▼

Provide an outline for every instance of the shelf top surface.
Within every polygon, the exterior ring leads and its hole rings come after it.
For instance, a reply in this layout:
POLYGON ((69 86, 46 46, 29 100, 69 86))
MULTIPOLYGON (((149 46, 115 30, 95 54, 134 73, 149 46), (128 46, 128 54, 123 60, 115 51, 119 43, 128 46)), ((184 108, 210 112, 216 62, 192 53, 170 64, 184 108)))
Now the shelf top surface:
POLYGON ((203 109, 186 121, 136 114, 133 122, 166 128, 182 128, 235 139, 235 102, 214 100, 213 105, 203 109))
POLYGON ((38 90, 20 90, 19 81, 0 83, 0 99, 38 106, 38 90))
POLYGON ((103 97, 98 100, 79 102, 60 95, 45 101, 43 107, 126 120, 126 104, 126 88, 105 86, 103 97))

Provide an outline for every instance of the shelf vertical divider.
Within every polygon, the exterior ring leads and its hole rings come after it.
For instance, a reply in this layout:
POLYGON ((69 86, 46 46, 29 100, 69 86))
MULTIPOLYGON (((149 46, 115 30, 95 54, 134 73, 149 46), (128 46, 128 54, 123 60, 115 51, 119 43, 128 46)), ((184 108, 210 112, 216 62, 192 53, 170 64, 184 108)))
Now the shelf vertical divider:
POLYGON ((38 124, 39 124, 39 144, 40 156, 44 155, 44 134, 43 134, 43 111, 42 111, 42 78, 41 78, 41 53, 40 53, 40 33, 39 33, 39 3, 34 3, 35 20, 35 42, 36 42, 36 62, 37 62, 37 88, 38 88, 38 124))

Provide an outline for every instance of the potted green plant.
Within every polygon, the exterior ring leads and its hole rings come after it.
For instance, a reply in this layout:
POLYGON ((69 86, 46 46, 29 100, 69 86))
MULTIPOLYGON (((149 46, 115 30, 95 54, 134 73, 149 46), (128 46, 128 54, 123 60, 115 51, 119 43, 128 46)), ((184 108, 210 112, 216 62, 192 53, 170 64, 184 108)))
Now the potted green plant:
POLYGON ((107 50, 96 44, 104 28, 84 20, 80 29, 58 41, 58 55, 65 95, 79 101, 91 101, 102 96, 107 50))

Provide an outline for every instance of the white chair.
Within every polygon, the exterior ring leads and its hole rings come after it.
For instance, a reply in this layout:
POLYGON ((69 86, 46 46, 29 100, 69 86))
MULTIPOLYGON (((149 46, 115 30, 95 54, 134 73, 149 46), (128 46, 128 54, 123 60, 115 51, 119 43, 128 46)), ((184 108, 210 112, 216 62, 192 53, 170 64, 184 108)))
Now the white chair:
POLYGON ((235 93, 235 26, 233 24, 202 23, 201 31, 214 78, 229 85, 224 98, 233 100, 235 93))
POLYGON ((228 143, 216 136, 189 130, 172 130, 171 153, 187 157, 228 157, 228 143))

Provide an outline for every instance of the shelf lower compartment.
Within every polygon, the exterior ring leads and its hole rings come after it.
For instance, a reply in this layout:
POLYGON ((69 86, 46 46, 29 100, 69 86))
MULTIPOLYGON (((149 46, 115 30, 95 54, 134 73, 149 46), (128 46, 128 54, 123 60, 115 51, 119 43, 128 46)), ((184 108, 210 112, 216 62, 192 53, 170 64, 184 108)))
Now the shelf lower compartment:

▲

Copy all of the records above word for word, keeping every line unchanged.

Provide an outline for every instance of the shelf top surface.
Within every polygon, the exterior ring leads and its hole rings come after it.
For instance, a reply in this layout:
POLYGON ((69 86, 46 46, 29 100, 69 86))
MULTIPOLYGON (((149 46, 115 30, 95 54, 134 73, 149 46), (128 46, 128 54, 123 60, 115 51, 119 43, 128 46)), ((184 108, 210 112, 216 62, 192 53, 170 64, 184 108)))
Now the shelf top surface:
POLYGON ((203 109, 186 121, 136 114, 133 122, 166 128, 182 128, 235 139, 235 102, 214 100, 213 105, 203 109))
POLYGON ((38 90, 20 90, 19 81, 0 83, 0 99, 38 106, 38 90))
POLYGON ((103 97, 98 100, 79 102, 60 95, 45 101, 43 107, 126 120, 126 104, 126 88, 105 86, 103 97))

Provide an outline for every instance of the shelf vertical divider.
Within every polygon, the exterior ring leads and its hole rings come after it.
For instance, a reply in this layout:
POLYGON ((69 86, 46 46, 29 100, 69 86))
MULTIPOLYGON (((149 46, 115 30, 95 54, 134 73, 149 46), (128 46, 128 54, 123 60, 115 51, 119 43, 128 46)), ((184 108, 210 112, 216 62, 192 53, 170 64, 184 108)))
Now the shelf vertical divider:
POLYGON ((38 124, 39 124, 39 144, 40 156, 44 155, 44 134, 43 134, 43 111, 42 111, 42 78, 41 78, 41 53, 40 53, 40 33, 39 33, 39 3, 34 3, 35 20, 35 42, 36 42, 36 62, 37 62, 37 88, 38 88, 38 124))

Provide an outline for every instance of the potted green plant.
Within every polygon, the exterior ring leads and its hole rings come after it.
For instance, a reply in this layout:
POLYGON ((69 86, 46 46, 29 100, 69 86))
MULTIPOLYGON (((149 46, 115 30, 95 54, 134 73, 149 46), (128 46, 128 54, 123 60, 115 51, 119 43, 128 46)), ((184 108, 210 112, 216 62, 192 53, 170 64, 184 108)))
Now the potted green plant:
POLYGON ((107 50, 96 44, 104 28, 84 20, 80 29, 58 41, 58 55, 65 95, 79 101, 91 101, 102 96, 107 50))

Provide an outline for every instance of the white chair.
Within every polygon, the exterior ring leads and its hole rings come after it.
For instance, a reply in this layout:
POLYGON ((69 86, 46 46, 29 100, 69 86))
MULTIPOLYGON (((149 46, 115 30, 95 54, 134 73, 149 46), (128 46, 128 54, 123 60, 115 51, 119 43, 128 46)), ((184 108, 210 112, 216 62, 192 53, 170 64, 184 108)))
Now the white chair:
POLYGON ((235 93, 235 26, 233 24, 202 23, 201 31, 214 78, 229 85, 224 98, 233 100, 235 93))
POLYGON ((228 143, 216 136, 189 130, 172 130, 171 153, 187 157, 228 157, 228 143))

Provide an outline for every instance of the shelf lower compartment.
Within every polygon, the exterior ring leads and its hole rings come after it.
For instance, a reply in this layout:
POLYGON ((69 86, 46 46, 29 100, 69 86))
MULTIPOLYGON (((149 46, 115 30, 95 54, 134 73, 149 46), (128 46, 128 54, 123 60, 115 51, 119 43, 128 46)), ((184 108, 210 112, 216 62, 192 53, 170 64, 184 108)))
Now the shelf lower compartment:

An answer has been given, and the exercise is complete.